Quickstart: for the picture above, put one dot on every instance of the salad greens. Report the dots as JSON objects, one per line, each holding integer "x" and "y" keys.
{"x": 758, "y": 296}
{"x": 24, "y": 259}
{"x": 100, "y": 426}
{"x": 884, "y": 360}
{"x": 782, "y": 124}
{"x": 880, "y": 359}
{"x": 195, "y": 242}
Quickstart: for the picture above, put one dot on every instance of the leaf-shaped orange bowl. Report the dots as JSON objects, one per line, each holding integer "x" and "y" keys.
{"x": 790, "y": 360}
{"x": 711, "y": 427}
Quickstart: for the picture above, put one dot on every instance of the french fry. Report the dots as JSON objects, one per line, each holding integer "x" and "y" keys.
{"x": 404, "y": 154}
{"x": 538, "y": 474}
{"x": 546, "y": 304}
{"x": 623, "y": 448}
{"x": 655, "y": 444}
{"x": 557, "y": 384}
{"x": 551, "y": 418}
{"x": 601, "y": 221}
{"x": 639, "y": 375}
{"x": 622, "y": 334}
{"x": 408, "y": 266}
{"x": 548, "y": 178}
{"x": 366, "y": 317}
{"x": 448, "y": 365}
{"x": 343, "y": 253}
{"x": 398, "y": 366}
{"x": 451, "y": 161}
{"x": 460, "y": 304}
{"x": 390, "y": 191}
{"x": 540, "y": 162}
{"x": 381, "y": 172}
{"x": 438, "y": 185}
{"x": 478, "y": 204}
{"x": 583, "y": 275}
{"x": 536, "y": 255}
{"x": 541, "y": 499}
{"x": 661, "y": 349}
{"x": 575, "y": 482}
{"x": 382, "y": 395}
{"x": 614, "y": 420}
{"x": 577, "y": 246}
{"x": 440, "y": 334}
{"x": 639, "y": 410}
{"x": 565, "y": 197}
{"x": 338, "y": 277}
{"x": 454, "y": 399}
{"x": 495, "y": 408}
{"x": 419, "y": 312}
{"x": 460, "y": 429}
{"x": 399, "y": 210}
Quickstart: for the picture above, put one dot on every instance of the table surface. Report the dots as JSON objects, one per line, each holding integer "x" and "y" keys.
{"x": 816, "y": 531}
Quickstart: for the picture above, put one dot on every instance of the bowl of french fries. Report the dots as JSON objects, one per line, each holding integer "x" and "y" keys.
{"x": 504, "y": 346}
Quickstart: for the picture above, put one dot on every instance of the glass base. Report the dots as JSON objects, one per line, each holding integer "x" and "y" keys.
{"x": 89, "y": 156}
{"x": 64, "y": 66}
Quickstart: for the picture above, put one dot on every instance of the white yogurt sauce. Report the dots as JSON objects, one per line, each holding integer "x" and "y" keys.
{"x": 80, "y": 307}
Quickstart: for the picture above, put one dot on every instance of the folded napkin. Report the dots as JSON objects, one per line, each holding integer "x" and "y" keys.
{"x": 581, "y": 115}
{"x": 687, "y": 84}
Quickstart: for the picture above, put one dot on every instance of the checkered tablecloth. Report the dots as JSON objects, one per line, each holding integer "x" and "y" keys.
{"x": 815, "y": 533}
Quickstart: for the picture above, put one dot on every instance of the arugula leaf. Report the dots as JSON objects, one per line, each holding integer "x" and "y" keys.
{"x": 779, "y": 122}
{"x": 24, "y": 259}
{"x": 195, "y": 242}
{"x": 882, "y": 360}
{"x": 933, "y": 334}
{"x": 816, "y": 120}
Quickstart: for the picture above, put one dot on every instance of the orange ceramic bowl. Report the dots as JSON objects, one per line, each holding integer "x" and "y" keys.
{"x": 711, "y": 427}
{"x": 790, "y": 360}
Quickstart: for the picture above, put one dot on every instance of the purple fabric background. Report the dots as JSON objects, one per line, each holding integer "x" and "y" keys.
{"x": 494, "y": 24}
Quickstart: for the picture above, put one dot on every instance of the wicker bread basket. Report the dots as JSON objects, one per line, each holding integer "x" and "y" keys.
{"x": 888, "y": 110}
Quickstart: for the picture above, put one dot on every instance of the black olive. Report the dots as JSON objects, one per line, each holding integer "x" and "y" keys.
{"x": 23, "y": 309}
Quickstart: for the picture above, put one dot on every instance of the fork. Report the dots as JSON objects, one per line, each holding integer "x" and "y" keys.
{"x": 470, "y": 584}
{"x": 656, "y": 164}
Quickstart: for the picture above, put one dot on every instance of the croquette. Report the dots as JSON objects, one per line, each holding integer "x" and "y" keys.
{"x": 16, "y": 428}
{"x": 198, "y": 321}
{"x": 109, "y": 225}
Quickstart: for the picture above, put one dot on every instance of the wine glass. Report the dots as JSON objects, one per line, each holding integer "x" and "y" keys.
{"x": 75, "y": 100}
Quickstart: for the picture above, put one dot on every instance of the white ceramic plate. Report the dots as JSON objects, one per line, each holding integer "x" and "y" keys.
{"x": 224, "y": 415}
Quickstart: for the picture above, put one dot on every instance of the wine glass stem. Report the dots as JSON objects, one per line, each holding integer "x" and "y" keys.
===
- Given exercise: All of the lines above must be returned exactly.

- Result below:
Quickstart: for the picture above, put one dot on every instance of the salad greens. Report the dots as JSON objects, one per line, each holding integer "x" and "y" keys.
{"x": 758, "y": 296}
{"x": 24, "y": 259}
{"x": 100, "y": 426}
{"x": 884, "y": 360}
{"x": 782, "y": 124}
{"x": 880, "y": 359}
{"x": 195, "y": 242}
Quickstart: for the picture above, put one dot on every instance of the leaf-shaped orange bowl. Report the dots as JSON objects, one per line, each holding integer "x" and "y" keys.
{"x": 790, "y": 360}
{"x": 711, "y": 427}
Quickstart: for the picture above, put one dot on every instance of the french fry. Report the dots as JSON objects, one per line, each holding integer "x" and "y" keys.
{"x": 404, "y": 154}
{"x": 538, "y": 474}
{"x": 546, "y": 304}
{"x": 623, "y": 448}
{"x": 655, "y": 444}
{"x": 557, "y": 384}
{"x": 551, "y": 418}
{"x": 601, "y": 221}
{"x": 639, "y": 375}
{"x": 622, "y": 334}
{"x": 408, "y": 266}
{"x": 548, "y": 178}
{"x": 366, "y": 317}
{"x": 448, "y": 365}
{"x": 343, "y": 253}
{"x": 398, "y": 366}
{"x": 451, "y": 161}
{"x": 460, "y": 304}
{"x": 390, "y": 191}
{"x": 540, "y": 162}
{"x": 381, "y": 172}
{"x": 438, "y": 185}
{"x": 478, "y": 204}
{"x": 583, "y": 275}
{"x": 536, "y": 255}
{"x": 541, "y": 499}
{"x": 661, "y": 349}
{"x": 575, "y": 482}
{"x": 382, "y": 395}
{"x": 614, "y": 420}
{"x": 577, "y": 246}
{"x": 440, "y": 334}
{"x": 639, "y": 410}
{"x": 565, "y": 197}
{"x": 338, "y": 277}
{"x": 454, "y": 399}
{"x": 495, "y": 408}
{"x": 419, "y": 312}
{"x": 460, "y": 429}
{"x": 399, "y": 210}
Quickstart: for the picture above, put one dot on every instance of the table surface. Report the dots as JSON objects, one per line, each holding integer "x" and "y" keys.
{"x": 816, "y": 531}
Quickstart: for the picture above, put one dot on every instance of the bowl of french fries. Report the dots as JSON objects, one per line, each holding integer "x" and "y" keys.
{"x": 504, "y": 346}
Quickstart: for the picture above, put one dot on every instance of the glass base. Report the dots as JSON objects, one per line, each holding integer "x" and "y" keys.
{"x": 89, "y": 156}
{"x": 64, "y": 66}
Quickstart: for the picture above, put one dot on every instance of the white yogurt sauce. Report the dots as JSON objects, one per line, each holding integer "x" and "y" keys.
{"x": 80, "y": 307}
Quickstart: for the picture above, put one dot on every instance of the folded napkin. Report the dots as JSON objects, one per line, each holding integer "x" and "y" keys.
{"x": 581, "y": 115}
{"x": 687, "y": 84}
Quickstart: for the picture above, put one dot on every instance of the checkered tablecloth. Report the dots as JSON objects, one per line, each holding integer "x" and "y" keys.
{"x": 815, "y": 533}
Quickstart: for the picture above, put one dot on every instance of the arugula leaf. Report the dots as JSON objects, one per line, each holding integer "x" and "y" keys.
{"x": 779, "y": 122}
{"x": 24, "y": 259}
{"x": 195, "y": 242}
{"x": 882, "y": 360}
{"x": 933, "y": 334}
{"x": 816, "y": 120}
Quickstart: for the picture above, put one dot on every instance of the orange ceramic bowl. Report the dots as JSON objects, one per line, each holding integer "x" and "y" keys.
{"x": 711, "y": 427}
{"x": 790, "y": 360}
Quickstart: for the picture above, put one dot on every instance of the purple fabric background. Report the dots as JSON objects, one per line, each holding integer "x" and "y" keys.
{"x": 494, "y": 24}
Quickstart: for the picture above, put one dot on every instance of the wicker bread basket. Report the dots as JSON objects, one per line, each holding integer "x" and "y" keys.
{"x": 888, "y": 110}
Quickstart: for the picture above, put one dot on every instance of the black olive. Report the dots as JSON objects, one per line, each holding integer "x" and "y" keys.
{"x": 23, "y": 309}
Quickstart: for the picture above, put one dot on every instance of the fork. Report the dots as JSON objects, one per line, each holding integer "x" and "y" keys.
{"x": 470, "y": 584}
{"x": 656, "y": 164}
Quickstart: for the picture above, put one dot on every instance of the croquette. Report the dots as JSON objects, one per line, each holding integer "x" and "y" keys.
{"x": 16, "y": 428}
{"x": 198, "y": 321}
{"x": 109, "y": 225}
Quickstart: for the picture above, put one dot on every instance of the wine glass. Report the dots as JSON objects, one per line, each holding integer "x" and "y" keys.
{"x": 75, "y": 100}
Quickstart: for the picture above, put one dot on every instance of the white ceramic plate. Report the dots as JSON objects, one per line, each holding integer "x" and "y" keys.
{"x": 224, "y": 415}
Quickstart: for the picture above, put one dot on every instance of the wine glass stem. Report the dots as JSON objects, one per line, each holding integer "x" and "y" keys.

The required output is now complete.